**EXERCISE MATERIALS**
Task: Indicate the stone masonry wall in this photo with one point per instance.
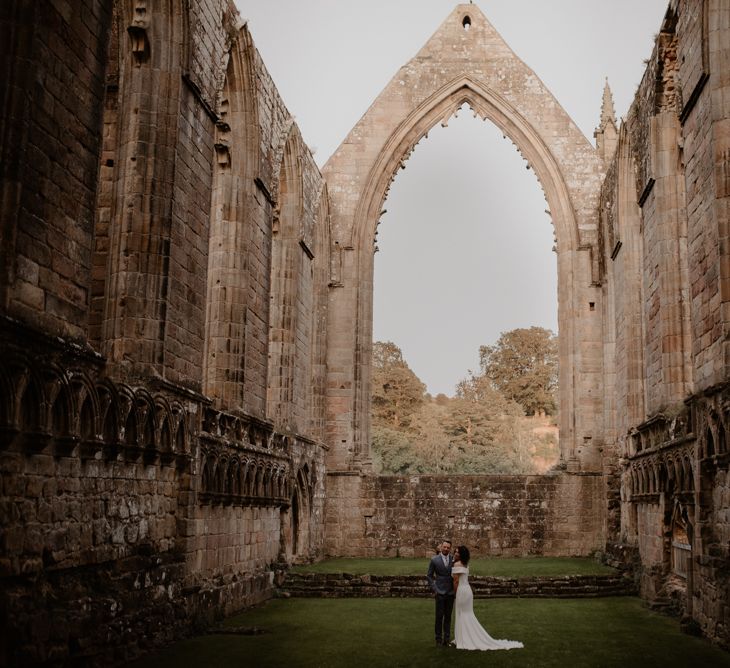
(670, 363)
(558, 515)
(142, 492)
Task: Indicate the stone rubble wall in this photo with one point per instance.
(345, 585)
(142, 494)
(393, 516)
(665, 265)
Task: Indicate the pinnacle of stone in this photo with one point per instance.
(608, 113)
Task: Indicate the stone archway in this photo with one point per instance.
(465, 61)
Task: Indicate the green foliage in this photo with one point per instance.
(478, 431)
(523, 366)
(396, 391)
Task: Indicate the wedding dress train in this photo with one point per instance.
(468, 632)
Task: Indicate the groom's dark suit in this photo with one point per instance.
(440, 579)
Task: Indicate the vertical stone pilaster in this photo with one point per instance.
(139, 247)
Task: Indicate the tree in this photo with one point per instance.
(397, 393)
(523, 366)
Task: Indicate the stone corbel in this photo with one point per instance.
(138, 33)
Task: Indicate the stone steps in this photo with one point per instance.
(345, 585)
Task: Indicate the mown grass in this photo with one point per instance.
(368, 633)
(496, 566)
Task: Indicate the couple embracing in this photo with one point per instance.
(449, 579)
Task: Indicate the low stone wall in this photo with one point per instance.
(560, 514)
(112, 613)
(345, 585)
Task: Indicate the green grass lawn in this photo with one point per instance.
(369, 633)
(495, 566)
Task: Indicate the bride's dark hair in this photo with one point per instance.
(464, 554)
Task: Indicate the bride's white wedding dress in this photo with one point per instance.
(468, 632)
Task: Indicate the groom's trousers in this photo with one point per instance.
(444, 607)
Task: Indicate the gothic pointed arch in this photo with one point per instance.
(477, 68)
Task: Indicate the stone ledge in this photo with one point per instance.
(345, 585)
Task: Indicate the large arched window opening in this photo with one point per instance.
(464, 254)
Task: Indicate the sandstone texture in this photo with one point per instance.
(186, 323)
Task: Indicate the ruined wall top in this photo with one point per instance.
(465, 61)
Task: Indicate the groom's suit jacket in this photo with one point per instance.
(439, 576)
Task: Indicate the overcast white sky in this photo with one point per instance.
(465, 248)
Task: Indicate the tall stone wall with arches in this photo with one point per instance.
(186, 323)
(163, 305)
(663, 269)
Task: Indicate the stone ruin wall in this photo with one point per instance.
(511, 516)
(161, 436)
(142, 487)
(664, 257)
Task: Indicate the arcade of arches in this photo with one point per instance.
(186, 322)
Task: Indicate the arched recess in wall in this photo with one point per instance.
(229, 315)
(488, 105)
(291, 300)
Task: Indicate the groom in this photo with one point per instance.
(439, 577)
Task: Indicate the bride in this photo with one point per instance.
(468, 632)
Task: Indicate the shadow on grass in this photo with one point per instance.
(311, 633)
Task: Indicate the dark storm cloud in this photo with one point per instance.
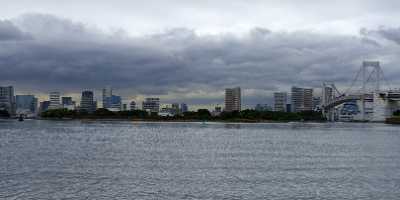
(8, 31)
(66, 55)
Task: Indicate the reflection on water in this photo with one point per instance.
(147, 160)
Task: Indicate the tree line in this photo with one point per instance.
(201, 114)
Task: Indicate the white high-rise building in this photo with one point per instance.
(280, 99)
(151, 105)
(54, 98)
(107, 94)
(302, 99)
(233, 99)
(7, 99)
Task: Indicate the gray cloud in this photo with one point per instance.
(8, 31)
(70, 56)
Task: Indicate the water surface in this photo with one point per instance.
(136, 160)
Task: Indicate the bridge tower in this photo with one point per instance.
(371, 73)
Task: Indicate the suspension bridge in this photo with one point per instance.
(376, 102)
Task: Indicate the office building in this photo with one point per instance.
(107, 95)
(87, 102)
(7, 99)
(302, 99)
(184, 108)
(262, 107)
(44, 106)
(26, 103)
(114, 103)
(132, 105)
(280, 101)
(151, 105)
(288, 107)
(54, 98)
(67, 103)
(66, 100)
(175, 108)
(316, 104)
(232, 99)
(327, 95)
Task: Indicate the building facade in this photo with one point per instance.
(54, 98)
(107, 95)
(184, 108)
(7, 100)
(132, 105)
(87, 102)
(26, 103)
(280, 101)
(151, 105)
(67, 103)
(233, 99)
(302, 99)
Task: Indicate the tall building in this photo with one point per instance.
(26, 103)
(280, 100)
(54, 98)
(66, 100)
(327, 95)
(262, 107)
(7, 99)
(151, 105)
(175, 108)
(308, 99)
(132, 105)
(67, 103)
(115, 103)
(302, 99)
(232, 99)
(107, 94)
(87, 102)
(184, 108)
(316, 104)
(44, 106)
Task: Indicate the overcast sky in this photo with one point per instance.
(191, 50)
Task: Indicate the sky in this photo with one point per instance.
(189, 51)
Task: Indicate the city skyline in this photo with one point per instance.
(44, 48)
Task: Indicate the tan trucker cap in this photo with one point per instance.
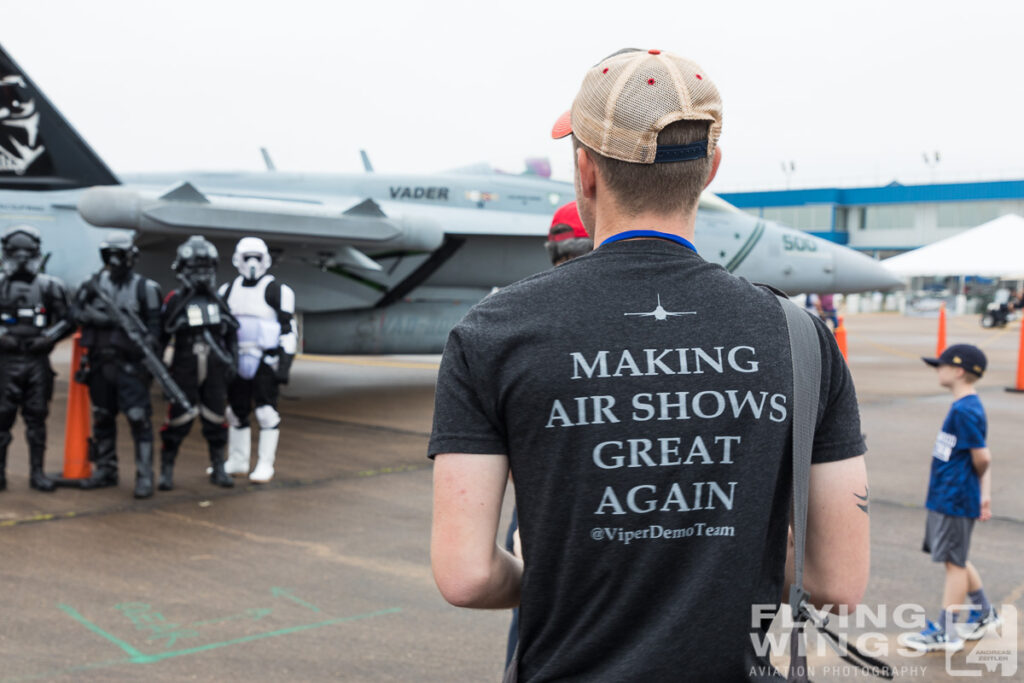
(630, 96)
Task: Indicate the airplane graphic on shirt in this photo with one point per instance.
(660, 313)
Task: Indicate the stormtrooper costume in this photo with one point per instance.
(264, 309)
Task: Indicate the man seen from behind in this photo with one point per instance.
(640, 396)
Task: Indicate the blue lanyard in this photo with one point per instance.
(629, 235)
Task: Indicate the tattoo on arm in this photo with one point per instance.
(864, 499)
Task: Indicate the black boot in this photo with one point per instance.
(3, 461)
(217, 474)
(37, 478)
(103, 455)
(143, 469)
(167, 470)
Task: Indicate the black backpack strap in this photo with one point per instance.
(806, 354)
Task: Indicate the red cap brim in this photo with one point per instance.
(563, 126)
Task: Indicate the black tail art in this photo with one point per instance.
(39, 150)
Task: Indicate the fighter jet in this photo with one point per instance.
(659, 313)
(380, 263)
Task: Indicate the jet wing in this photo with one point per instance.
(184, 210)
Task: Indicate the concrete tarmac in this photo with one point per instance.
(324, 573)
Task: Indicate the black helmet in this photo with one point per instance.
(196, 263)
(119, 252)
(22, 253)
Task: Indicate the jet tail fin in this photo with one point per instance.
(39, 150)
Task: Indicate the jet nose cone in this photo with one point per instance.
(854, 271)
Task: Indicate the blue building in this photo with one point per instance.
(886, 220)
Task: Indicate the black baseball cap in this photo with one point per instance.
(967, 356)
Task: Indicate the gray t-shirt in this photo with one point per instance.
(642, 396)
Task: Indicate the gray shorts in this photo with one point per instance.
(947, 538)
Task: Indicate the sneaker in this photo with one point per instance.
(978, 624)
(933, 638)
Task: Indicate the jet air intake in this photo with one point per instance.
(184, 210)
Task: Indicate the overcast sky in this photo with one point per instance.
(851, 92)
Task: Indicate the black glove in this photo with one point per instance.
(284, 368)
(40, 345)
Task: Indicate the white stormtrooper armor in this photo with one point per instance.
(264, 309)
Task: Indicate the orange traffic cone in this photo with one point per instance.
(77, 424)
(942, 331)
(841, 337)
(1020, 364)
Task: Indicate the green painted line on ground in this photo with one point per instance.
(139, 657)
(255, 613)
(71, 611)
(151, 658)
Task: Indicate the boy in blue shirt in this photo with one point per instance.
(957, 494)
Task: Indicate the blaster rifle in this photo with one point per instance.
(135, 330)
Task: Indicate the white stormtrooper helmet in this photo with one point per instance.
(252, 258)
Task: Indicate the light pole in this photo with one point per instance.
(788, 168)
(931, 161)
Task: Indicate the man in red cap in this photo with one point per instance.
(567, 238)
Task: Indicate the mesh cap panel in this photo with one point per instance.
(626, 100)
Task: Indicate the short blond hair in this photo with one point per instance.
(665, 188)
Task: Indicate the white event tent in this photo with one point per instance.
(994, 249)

**WHAT IS NEEDED**
Repeat the records above exactly, leaving out any pictures they contain.

**REPLY TO THE EXERCISE**
Task: Indicate the stone masonry wall in this photo with one point per instance.
(670, 363)
(558, 515)
(142, 492)
Task: Indicate the stone rubble wall in this photo with one point per instance.
(345, 585)
(142, 494)
(393, 516)
(665, 265)
Task: Indicate the pinnacle of stone in this photo with one point per instance.
(608, 113)
Task: Indicate the stone archway in this photo with one point per instance.
(465, 61)
Task: Indicate the green foliage in this photo with one point per instance.
(478, 431)
(523, 366)
(396, 391)
Task: Indicate the wedding dress train in this photo with one point per instance.
(468, 632)
Task: Indicate the groom's dark suit in this photo with one point per instance.
(440, 579)
Task: Indicate the vertical stone pilaster in this photo with one point per instance.
(139, 247)
Task: Indicate the tree in this photo with one point per instance.
(397, 393)
(523, 366)
Task: Indicate the stone corbel in this photo with one point per instance.
(138, 33)
Task: Indicate the stone steps in this photo with one point per instance.
(345, 585)
Task: Indicate the mown grass in this photo with one point per instance.
(368, 633)
(496, 566)
Task: Indicate the couple embracing in this photo with one point per instance.
(449, 579)
Task: Indicate the low stone wall in this photo with one point per instance.
(560, 514)
(112, 613)
(345, 585)
Task: Indicate the green grass lawn in this photo with one point per instance.
(369, 633)
(495, 566)
Task: Indicate the bride's dark hair in this photo with one point per instance.
(464, 554)
Task: Indicate the bride's white wedding dress in this photo with one point per instance.
(468, 632)
Task: Indicate the groom's trousers in this photo with one point per instance.
(444, 607)
Task: Indicate the gothic pointed arch in this photo with one point per instance.
(477, 68)
Task: Indicate the stone ledge in this photo with one point per instance.
(345, 585)
Task: Indicate the large arched window opening in this photo with one point per instance.
(464, 254)
Task: Indicate the sandstone texture in this photo with one point per instance.
(186, 323)
Task: Indicate the ruined wall top in this photo with one point per instance.
(465, 61)
Task: Indicate the groom's suit jacket in this photo with one point per instance.
(439, 576)
Task: Indicate the overcast white sky in this photo with one point per instance.
(465, 248)
Task: Indicate the tall stone wall with arches in this photo with one point per instance.
(186, 323)
(163, 305)
(663, 269)
Task: Indicate the stone ruin wall in this photo with one point per instance.
(511, 516)
(161, 436)
(142, 487)
(664, 257)
Task: Indicate the arcade of arches in this photo with one point per instance.
(186, 322)
Task: Indicate the arched recess in wall in this photo with one point per instance.
(229, 315)
(488, 105)
(291, 300)
Task: Indicate the groom in this photo with one point per instance.
(439, 577)
Task: Indicate the bride in this photo with one point per instance.
(468, 632)
Task: Indicate the shadow on grass in this photo with one point per instance.
(311, 633)
Task: Indicate the dark storm cloud in this photo with one point per instance.
(8, 31)
(66, 55)
Task: Indicate the reflection on water in this photo with one point per instance.
(147, 160)
Task: Indicate the tree line in this photo with one point per instance.
(201, 114)
Task: Indicate the white high-rise building in this photo with one point per instance.
(280, 99)
(151, 105)
(54, 98)
(107, 94)
(302, 99)
(233, 99)
(7, 99)
Task: Indicate the gray cloud in this photo with one point per instance.
(8, 31)
(70, 56)
Task: Indicate the water surface in this photo with one point per instance.
(136, 160)
Task: Indicate the bridge tower in this photo with one point per instance.
(371, 73)
Task: Indicate the suspension bridge in this photo with one point per instance.
(376, 102)
Task: Indicate the office building in this photo with one point per instance.
(107, 95)
(87, 102)
(7, 99)
(302, 99)
(184, 108)
(262, 107)
(44, 106)
(26, 103)
(114, 103)
(132, 105)
(280, 101)
(151, 105)
(288, 107)
(54, 98)
(67, 103)
(66, 100)
(175, 108)
(316, 104)
(232, 99)
(327, 95)
Task: Indicate the building facade in this photo with one point per instance.
(54, 98)
(107, 95)
(184, 108)
(7, 100)
(132, 105)
(87, 102)
(26, 103)
(280, 101)
(151, 105)
(67, 103)
(233, 99)
(302, 99)
Task: Indicate the tall building in this photo with one point per instance.
(26, 103)
(280, 100)
(54, 98)
(66, 100)
(327, 95)
(262, 107)
(7, 99)
(151, 105)
(175, 108)
(308, 99)
(132, 105)
(67, 103)
(115, 103)
(302, 99)
(232, 99)
(107, 94)
(87, 102)
(184, 108)
(316, 104)
(44, 106)
Task: Indicate the overcast sky in this photo with one point per instance.
(191, 50)
Task: Indicate the sky in this photo with one point per instance.
(189, 51)
Task: Indicate the city skyline in this photo with one point per instance.
(44, 48)
Task: Indicate the tan trucker cap in this photo with one point per instance.
(630, 96)
Task: Indicate the airplane graphic on shirt in this photo with one point per instance.
(660, 313)
Task: Indicate the stormtrooper costume in this photo with one point per instance.
(264, 309)
Task: Indicate the man seen from behind in this photo with one point per instance.
(640, 396)
Task: Indicate the blue lanyard in this photo with one point per instance.
(629, 235)
Task: Indicate the tattoo on arm in this photo with one point per instance.
(864, 499)
Task: Indicate the black boot in this photo with one point per instance.
(3, 461)
(217, 474)
(37, 478)
(103, 455)
(143, 469)
(167, 470)
Task: Indicate the black backpack strap in this photo with one point per instance.
(806, 354)
Task: Indicate the red cap brim in this photo with one point per instance.
(563, 126)
Task: Indicate the black tail art in this photo with one point per instance.
(39, 150)
Task: Indicate the fighter jet in this photo with one point per instance.
(659, 313)
(380, 263)
Task: Indicate the jet wing in this photo with one point per instance.
(184, 210)
Task: Indicate the concrete tarmac in this photo with one point per instance.
(324, 573)
Task: Indicate the black helmet in this photo with one point per instance.
(196, 263)
(119, 252)
(22, 253)
Task: Indicate the jet tail fin in this photo with one point per instance.
(39, 150)
Task: Indicate the jet nose cone in this photo with one point per instance.
(854, 271)
Task: Indicate the blue building in this photo with one point per instance.
(886, 220)
Task: Indicate the black baseball cap in this photo with one point per instance.
(967, 356)
Task: Indicate the gray t-shirt in this photo with one point per instance.
(642, 396)
Task: Indicate the gray shorts in this photo with one point per instance.
(947, 538)
Task: Indicate the sneaker in this photo with one point per instance.
(978, 624)
(933, 638)
Task: Indicate the jet air intake in this photo with one point per instance.
(184, 210)
Task: Indicate the overcast sky in this photo with one point per instance.
(851, 92)
Task: Indicate the black glove in this photo with one point per instance.
(284, 368)
(40, 345)
Task: Indicate the white stormtrooper armor in this photo with one point per instance.
(264, 309)
Task: Indicate the orange traffic cone in this photo with one point per instance.
(77, 424)
(942, 331)
(841, 337)
(1020, 364)
Task: Indicate the green painted line on ground in this photo with one point per instance.
(139, 657)
(255, 613)
(71, 611)
(151, 658)
Task: Indicate the boy in blue shirt in this photo with one point per instance.
(957, 494)
Task: Indicate the blaster rifle in this photo with one point per instance.
(135, 330)
Task: Indicate the white stormtrooper helmet in this photo with one point per instance.
(252, 258)
Task: Indicate the light pole in this photo with one point per instance.
(788, 168)
(931, 161)
Task: Indicate the man in red cap in this photo with one point per instance.
(567, 238)
Task: Indicate the mesh cap panel in this photo with one point per instance.
(626, 100)
Task: Indicate the short blond hair in this photo with one point per instance.
(665, 188)
Task: Indicate the white event tent in this photo with one point per instance.
(994, 249)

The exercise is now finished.